→ TASK PROMPT
Please copy the records below, swapping "thin twig" for "dry branch" and keeping every other part unchanged.
** start **
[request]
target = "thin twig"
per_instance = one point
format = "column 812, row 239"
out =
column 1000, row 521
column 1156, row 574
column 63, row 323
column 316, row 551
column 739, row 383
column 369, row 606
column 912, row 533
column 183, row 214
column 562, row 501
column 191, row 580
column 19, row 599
** end **
→ OUTPUT OF THE EXERCISE
[request]
target = "dry branch"
per_instance = one point
format = "column 812, row 239"
out =
column 1000, row 521
column 1156, row 574
column 63, row 323
column 316, row 551
column 739, row 383
column 369, row 606
column 912, row 533
column 183, row 214
column 562, row 501
column 191, row 580
column 19, row 599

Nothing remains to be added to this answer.